Copy every line of the listing below word for word, leaving out the pictures.
··· DATA TO USE ···
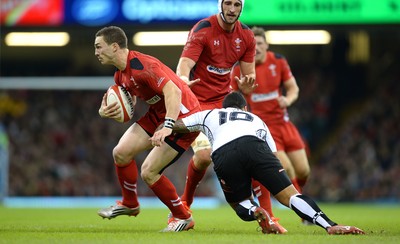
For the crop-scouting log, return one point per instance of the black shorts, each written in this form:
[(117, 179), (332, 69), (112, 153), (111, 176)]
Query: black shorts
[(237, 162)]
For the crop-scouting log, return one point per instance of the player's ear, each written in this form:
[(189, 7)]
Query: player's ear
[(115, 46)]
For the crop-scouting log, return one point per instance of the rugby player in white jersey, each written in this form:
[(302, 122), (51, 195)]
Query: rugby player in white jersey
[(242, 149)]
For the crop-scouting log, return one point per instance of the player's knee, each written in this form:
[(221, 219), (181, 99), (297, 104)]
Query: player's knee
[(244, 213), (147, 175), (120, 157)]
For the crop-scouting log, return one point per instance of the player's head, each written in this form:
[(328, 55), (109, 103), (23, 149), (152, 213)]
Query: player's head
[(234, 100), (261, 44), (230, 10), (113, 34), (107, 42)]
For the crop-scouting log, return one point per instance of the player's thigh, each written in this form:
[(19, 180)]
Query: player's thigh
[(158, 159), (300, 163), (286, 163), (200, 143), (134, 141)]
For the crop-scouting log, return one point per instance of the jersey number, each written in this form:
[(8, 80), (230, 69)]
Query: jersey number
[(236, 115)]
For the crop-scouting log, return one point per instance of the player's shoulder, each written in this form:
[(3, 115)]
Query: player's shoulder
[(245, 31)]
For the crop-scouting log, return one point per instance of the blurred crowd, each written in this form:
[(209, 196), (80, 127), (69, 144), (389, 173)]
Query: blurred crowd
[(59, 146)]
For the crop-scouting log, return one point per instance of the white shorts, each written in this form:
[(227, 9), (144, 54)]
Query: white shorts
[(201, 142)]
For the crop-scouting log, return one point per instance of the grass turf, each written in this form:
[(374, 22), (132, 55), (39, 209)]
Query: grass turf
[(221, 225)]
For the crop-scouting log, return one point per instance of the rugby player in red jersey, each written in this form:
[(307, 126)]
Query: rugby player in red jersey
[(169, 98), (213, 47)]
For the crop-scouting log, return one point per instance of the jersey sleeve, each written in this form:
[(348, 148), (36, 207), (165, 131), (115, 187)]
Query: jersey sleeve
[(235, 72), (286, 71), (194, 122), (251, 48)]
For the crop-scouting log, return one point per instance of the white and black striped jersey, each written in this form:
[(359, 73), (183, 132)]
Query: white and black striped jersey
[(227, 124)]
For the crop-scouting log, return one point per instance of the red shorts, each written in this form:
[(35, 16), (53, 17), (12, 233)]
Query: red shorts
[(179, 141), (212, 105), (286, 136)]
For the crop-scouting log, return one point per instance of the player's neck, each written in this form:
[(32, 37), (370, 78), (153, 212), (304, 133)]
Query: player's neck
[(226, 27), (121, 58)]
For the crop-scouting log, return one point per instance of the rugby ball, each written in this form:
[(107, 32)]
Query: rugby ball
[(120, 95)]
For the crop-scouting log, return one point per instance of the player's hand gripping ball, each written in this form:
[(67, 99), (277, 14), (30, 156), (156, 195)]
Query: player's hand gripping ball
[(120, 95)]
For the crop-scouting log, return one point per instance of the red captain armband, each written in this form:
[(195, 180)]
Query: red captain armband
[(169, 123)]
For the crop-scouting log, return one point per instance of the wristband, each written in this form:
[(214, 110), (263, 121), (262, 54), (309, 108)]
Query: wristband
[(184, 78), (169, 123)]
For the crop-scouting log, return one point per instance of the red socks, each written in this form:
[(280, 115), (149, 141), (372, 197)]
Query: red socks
···
== EXERCISE OUTPUT ==
For the crop-scouting log, return one point per instance of the black shorts, each written in this form:
[(117, 179), (332, 69), (112, 153), (111, 176)]
Query: black shorts
[(237, 162)]
For the crop-scouting log, return one point per instance of the player's ear, each written in this form:
[(189, 7)]
Query: player's ear
[(115, 46)]
For the crop-scouting log, return one point per instance of the rugby player in white jersey, each written in this form:
[(302, 122), (51, 195)]
Query: rugby player in white jersey
[(242, 149)]
For the crop-scouting log, return one point per instance of the player's knee, each written in this form:
[(221, 219), (181, 99), (297, 104)]
Query: player's knee
[(244, 213), (147, 175), (120, 157)]
For the crop-scouting log, return one point per instance of the player's head, each written in this form:
[(328, 55), (109, 103), (23, 149), (152, 213)]
Query: player's head
[(234, 100), (261, 44), (230, 10), (113, 34), (107, 42)]
For the crop-scouting log, return one point per instance of the player's thigh, each written in this form:
[(19, 180)]
Query: player's thigh
[(158, 159), (300, 163), (286, 163), (200, 143), (134, 141)]
For the crop-scouting log, return one point per instance of the jersey number, each written in this form:
[(8, 80), (230, 69)]
Query: jersey number
[(236, 115)]
For the crop-scouting log, return one point per instance of the player's shoulder, each written in this form:
[(3, 115)]
Query: player's shoulder
[(245, 31)]
For the crop-scouting log, return one point per instance of the blurred crowd, each written in this form:
[(209, 196), (80, 127), (69, 144), (389, 173)]
Query: blurred crowd
[(59, 146)]
For the crop-scouting log, return one point per instance of the white shorts, each written in this form:
[(227, 9), (144, 54)]
Query: white shorts
[(201, 142)]
For the crop-scouting log, return one point per instance of the grass turf, each written in this form:
[(374, 22), (132, 55), (39, 209)]
Query: grass turf
[(221, 225)]
For the crop-scouting log, return one point per instance of the rugby player in red jersey, each written in this form:
[(307, 126)]
Query: rugby player in red jersey
[(169, 98), (213, 47)]
For the crop-scouting log, return one point per instance of the jersey sleeve, each written in this form:
[(348, 148), (36, 207), (165, 131), (115, 187)]
Query: jersey sleeve
[(235, 72), (286, 71), (194, 122), (251, 48)]
For the crop-scouting log, return one point per instance of the white and black striped jersey, each written in this form:
[(359, 73), (183, 132)]
Query: white and black striped jersey
[(227, 124)]
For the crop-scouting log, return one point per instance of the red shorts, each written in this form:
[(35, 16), (53, 17), (12, 233)]
Query: red shorts
[(179, 141), (212, 105), (286, 136)]
For the crop-scouting log, return one point per instance of the player's neck, each written in this form:
[(32, 37), (370, 78), (153, 212), (304, 133)]
Query: player's neck
[(226, 27), (121, 58)]
For the crop-scouting log, return one point per instance of the rugby ball, each written in this form:
[(107, 32)]
Query: rugby ball
[(120, 95)]
For the crop-scouting log, return one point per instance of the player's hand gripping ball, each written in this form:
[(67, 99), (277, 14), (30, 156), (156, 195)]
Query: player's hand gripping ball
[(120, 95)]
For the crop-scouting log, return one point per instance of the red captain armband, each written in this form:
[(195, 180)]
Query: red captain armband
[(169, 123)]
For the crop-scouting log, return one point per instance of the wristband, each written in this form:
[(214, 110), (263, 121), (262, 54), (309, 108)]
Query: wristband
[(184, 78), (169, 123)]
For the crop-scouting log, return one point per instance of the red socks, each written in this form:
[(280, 115), (149, 141), (372, 197)]
Query: red socks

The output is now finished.